= Text =

= = = =

So as the RAI reviewer, are you okay with the text I suggested:
------
12.3. Media session protection 
Sensitive data is also carried on media sessions terminating on MRCPv2 servers (the other end of a media channel may or may not be on the MRCPv2 client). This data includes the user's spoken utterances    and the output of text-to-speech operations. MRCPv2 servers MUST support a security mechanism for protection of audio media sessions. MRCPv2 clients that originate or consume audio similarly MUST support a security mechanism for protection of the audio. 
------

Or would you prefer this text that includes the recommendation of SRTP?  (Which I noticed you did in the RTP payloads spec - and it makes sense to me to provide some basic guidance.):
------
12.3. Media session protection 
Sensitive data is also carried on media sessions terminating on MRCPv2 servers (the other end of a media channel may or may not be on the MRCPv2 client). This data includes the user's spoken utterances    and the output of text-to-speech operations. MRCPv2 servers MUST support a security mechanism for protection of audio media sessions. MRCPv2 clients that originate or consume audio similarly MUST support a security mechanism for protection of the audio. If appropriate, usage of the Secure Real-time Transport Protocol (SRTP) [RFC3711] is recommended.

= = = =

= Dataset =
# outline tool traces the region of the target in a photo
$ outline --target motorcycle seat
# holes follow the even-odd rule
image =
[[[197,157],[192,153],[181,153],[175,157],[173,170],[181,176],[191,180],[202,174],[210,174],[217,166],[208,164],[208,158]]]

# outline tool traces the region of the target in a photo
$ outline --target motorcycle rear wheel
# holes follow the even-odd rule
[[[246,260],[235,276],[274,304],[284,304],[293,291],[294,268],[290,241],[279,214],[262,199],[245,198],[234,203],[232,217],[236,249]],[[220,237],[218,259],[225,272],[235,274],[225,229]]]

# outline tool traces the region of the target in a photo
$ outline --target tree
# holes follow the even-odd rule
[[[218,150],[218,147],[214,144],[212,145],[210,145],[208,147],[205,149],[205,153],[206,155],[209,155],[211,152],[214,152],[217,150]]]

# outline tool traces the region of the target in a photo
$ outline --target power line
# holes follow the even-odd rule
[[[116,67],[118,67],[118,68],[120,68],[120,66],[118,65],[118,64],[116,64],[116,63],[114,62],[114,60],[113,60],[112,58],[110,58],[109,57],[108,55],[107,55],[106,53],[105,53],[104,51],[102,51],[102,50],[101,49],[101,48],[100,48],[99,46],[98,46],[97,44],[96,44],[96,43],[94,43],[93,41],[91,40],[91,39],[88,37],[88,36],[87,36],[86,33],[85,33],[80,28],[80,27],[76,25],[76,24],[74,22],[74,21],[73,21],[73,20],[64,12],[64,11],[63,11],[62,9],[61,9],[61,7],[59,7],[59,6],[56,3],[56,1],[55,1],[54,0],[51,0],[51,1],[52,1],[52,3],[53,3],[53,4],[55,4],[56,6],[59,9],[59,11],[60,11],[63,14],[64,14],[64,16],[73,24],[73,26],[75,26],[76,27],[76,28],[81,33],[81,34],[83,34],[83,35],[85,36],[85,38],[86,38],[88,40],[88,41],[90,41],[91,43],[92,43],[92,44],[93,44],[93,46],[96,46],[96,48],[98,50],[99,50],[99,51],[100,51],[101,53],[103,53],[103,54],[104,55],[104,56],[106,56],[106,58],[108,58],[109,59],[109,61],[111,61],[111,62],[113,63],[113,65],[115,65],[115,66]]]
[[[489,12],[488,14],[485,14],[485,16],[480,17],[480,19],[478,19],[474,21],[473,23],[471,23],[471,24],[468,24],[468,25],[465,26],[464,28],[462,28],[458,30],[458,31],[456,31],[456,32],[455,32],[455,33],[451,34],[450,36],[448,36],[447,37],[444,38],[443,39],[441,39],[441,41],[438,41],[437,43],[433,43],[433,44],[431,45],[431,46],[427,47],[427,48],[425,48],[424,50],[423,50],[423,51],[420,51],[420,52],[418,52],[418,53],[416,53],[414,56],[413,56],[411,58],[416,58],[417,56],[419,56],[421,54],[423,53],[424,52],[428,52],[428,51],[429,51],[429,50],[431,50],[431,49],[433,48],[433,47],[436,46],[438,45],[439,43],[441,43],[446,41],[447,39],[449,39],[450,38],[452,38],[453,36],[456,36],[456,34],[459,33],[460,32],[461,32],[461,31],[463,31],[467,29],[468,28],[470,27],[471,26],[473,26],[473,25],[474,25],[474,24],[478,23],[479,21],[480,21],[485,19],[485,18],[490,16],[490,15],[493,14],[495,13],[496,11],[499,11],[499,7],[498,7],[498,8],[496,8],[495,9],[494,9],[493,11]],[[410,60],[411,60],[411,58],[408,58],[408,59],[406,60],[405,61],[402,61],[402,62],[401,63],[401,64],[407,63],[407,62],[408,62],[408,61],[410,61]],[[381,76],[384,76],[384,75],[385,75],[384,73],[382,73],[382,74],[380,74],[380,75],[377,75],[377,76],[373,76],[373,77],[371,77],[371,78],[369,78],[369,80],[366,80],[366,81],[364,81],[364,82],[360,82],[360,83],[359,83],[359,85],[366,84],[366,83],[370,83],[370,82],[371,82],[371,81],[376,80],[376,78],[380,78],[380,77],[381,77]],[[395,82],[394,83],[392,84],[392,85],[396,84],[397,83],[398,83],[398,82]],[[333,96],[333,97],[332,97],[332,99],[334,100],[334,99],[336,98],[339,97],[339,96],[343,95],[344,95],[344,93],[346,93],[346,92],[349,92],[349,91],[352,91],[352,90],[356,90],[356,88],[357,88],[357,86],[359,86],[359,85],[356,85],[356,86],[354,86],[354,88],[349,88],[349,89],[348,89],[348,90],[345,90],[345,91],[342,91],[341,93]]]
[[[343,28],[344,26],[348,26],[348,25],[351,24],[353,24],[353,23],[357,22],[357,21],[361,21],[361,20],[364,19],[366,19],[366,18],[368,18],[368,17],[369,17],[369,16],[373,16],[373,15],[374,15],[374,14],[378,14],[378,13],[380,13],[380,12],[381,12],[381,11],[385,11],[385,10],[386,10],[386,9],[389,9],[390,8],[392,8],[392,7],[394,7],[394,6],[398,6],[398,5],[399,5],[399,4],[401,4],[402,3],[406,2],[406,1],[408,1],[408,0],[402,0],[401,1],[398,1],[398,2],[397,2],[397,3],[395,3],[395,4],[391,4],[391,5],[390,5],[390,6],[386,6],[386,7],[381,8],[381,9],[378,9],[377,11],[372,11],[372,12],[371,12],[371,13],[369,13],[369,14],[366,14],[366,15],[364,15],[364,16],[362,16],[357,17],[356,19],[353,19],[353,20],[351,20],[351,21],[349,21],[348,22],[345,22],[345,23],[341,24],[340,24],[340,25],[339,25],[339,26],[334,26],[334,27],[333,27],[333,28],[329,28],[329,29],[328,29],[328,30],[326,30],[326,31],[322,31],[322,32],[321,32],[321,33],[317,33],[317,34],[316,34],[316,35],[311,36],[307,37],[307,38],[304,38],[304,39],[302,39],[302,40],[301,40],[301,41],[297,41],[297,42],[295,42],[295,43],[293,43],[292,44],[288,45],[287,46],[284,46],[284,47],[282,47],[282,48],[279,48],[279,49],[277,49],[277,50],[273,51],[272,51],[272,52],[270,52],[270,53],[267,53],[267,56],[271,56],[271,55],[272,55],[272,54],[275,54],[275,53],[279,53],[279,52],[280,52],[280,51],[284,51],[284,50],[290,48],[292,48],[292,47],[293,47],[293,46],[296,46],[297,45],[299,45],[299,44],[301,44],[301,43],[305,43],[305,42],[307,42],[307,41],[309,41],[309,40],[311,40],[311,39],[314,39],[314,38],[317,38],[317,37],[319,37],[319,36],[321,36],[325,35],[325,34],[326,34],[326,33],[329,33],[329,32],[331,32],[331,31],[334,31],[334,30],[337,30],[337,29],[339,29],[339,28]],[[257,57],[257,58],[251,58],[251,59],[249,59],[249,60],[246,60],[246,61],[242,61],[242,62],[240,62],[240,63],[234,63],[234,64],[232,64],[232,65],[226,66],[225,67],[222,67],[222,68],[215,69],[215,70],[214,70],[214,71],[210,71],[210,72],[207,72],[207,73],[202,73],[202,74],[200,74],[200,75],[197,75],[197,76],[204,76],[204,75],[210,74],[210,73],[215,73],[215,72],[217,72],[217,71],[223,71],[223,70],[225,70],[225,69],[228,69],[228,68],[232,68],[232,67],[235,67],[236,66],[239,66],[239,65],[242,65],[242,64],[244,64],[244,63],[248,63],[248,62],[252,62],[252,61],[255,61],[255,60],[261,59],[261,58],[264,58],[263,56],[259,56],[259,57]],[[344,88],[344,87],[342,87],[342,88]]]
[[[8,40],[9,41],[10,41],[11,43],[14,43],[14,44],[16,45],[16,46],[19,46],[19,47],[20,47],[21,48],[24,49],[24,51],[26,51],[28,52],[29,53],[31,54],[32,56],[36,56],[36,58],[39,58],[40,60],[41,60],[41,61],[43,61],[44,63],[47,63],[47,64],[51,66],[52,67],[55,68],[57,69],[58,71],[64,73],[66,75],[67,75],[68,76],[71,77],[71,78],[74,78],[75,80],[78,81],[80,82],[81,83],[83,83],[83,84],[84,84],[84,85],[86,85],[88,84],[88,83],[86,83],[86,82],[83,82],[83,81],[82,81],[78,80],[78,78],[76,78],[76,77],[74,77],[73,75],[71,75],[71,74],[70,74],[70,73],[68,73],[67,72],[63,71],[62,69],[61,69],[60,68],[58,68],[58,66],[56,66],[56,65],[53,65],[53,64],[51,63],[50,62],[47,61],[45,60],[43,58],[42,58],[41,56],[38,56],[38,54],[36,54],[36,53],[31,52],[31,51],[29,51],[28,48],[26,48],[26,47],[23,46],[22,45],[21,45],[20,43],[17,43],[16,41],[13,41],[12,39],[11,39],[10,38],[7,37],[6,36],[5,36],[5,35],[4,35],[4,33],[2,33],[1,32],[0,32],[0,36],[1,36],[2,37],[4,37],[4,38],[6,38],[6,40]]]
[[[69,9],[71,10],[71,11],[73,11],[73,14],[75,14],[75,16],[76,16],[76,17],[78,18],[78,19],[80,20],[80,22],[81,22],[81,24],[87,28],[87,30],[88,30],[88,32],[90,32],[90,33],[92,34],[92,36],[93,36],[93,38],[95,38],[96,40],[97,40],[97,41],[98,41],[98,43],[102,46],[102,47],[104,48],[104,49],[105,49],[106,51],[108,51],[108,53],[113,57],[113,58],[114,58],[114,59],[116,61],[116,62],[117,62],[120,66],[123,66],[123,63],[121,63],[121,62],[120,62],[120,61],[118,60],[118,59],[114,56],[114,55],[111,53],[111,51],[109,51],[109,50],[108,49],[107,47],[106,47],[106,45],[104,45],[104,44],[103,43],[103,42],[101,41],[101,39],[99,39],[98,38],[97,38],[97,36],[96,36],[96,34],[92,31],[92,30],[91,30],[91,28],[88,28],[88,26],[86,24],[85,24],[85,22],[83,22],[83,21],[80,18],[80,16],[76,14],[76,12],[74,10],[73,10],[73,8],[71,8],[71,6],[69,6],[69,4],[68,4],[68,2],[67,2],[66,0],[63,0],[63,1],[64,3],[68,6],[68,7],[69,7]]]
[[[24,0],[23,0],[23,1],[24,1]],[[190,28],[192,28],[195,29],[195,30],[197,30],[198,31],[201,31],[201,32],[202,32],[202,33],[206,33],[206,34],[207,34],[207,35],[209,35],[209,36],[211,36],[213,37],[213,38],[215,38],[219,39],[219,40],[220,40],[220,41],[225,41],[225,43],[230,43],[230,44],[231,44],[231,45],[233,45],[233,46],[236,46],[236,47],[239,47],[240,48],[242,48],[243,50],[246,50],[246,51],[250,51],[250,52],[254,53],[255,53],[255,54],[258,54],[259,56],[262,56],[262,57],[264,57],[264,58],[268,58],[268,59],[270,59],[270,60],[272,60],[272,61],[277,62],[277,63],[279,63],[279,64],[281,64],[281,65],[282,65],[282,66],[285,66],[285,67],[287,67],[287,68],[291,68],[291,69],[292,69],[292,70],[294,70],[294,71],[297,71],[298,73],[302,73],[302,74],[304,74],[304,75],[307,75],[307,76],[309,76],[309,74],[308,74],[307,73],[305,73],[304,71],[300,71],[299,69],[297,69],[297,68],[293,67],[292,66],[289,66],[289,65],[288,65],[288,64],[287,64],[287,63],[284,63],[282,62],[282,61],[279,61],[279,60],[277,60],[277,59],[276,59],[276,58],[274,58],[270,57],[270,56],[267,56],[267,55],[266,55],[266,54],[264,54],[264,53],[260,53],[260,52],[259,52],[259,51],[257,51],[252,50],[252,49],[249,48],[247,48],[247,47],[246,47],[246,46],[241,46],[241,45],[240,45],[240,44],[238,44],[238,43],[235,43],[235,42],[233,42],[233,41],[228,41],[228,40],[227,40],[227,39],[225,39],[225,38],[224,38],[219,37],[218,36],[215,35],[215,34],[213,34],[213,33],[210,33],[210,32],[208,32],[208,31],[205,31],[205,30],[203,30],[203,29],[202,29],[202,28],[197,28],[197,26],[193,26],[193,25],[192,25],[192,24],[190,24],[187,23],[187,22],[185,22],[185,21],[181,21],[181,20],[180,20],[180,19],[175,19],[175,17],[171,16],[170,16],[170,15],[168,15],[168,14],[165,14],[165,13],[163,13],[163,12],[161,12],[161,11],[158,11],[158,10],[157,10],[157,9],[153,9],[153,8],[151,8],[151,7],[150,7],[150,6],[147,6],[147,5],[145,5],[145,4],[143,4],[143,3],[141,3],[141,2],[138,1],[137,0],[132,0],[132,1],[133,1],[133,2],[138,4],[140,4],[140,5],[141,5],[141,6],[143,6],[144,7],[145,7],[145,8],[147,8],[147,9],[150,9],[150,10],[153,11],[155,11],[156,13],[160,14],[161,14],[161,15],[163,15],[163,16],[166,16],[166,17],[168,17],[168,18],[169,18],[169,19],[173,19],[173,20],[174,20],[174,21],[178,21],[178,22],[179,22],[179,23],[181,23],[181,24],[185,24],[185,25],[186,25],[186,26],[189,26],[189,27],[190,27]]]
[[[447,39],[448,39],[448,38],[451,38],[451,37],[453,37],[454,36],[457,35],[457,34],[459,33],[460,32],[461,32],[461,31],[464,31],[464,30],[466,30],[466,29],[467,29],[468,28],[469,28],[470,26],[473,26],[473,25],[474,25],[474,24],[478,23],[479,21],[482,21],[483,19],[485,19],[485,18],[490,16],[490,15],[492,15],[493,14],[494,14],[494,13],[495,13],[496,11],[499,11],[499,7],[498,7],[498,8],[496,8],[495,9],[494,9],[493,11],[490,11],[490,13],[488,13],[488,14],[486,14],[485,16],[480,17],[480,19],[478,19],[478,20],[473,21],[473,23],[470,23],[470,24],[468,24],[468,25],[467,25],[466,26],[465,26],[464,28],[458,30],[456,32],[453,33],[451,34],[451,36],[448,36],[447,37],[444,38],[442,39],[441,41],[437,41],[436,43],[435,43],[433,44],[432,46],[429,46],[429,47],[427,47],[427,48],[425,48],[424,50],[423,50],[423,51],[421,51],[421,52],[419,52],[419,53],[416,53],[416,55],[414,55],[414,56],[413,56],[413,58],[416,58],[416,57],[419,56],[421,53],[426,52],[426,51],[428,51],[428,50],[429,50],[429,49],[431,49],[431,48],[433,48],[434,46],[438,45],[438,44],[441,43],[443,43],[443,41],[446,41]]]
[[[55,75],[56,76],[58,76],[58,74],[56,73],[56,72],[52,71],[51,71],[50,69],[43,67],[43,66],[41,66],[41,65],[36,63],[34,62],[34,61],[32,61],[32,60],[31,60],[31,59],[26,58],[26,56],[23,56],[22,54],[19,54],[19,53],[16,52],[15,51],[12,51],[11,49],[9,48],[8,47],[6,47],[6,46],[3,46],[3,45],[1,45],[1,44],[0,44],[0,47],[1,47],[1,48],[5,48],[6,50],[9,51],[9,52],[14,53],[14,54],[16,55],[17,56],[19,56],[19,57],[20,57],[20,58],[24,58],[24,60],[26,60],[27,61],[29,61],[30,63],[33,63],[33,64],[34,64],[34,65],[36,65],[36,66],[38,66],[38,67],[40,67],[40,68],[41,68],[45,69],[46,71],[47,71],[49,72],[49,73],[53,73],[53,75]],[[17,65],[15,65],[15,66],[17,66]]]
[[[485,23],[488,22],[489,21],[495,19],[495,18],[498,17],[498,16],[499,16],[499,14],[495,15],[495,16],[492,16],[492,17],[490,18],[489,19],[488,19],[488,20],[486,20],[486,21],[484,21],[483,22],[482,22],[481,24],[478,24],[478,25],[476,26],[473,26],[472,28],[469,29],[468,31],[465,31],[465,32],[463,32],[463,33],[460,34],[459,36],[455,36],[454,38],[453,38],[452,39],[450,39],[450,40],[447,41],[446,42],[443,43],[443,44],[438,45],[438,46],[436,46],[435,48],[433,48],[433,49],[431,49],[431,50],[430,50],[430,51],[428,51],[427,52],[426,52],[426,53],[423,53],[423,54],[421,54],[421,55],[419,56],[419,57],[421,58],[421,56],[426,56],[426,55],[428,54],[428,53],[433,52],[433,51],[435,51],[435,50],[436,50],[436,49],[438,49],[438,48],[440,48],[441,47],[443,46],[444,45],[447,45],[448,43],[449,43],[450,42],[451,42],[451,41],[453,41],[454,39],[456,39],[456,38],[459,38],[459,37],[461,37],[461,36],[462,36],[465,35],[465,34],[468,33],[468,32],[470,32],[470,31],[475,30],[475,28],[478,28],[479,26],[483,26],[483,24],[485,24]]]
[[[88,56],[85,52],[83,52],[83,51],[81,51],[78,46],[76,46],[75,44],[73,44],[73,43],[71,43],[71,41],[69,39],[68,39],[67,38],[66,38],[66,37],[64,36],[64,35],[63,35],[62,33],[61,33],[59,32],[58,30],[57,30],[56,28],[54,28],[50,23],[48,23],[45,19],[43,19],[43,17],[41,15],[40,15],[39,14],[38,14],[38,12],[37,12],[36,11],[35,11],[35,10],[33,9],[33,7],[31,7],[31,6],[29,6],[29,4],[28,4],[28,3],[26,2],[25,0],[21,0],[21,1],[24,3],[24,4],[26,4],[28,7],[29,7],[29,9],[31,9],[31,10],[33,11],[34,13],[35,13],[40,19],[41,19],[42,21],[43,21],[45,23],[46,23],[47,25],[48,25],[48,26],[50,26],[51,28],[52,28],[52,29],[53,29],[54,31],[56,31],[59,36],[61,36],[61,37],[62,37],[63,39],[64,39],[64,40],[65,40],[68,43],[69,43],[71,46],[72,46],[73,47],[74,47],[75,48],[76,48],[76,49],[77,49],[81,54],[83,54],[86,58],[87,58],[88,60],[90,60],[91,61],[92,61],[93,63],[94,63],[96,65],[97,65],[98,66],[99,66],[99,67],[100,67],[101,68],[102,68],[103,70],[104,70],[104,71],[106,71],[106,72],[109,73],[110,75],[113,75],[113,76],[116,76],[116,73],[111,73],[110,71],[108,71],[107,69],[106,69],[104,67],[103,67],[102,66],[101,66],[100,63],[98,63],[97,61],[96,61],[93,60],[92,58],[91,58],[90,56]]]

= = = =

= Stated exercise =
Revise the message on media session protection from "Or would you" to "(SRTP) [RFC3711] is recommended.", putting "speech synthesis operations" in place of "text-to-speech operations".

= Solution below =
Or would you prefer this text that includes the recommendation of SRTP?  (Which I noticed you did in the RTP payloads spec - and it makes sense to me to provide some basic guidance.):
------
12.3. Media session protection 
Sensitive data is also carried on media sessions terminating on MRCPv2 servers (the other end of a media channel may or may not be on the MRCPv2 client). This data includes the user's spoken utterances    and the output of speech synthesis operations. MRCPv2 servers MUST support a security mechanism for protection of audio media sessions. MRCPv2 clients that originate or consume audio similarly MUST support a security mechanism for protection of the audio. If appropriate, usage of the Secure Real-time Transport Protocol (SRTP) [RFC3711] is recommended.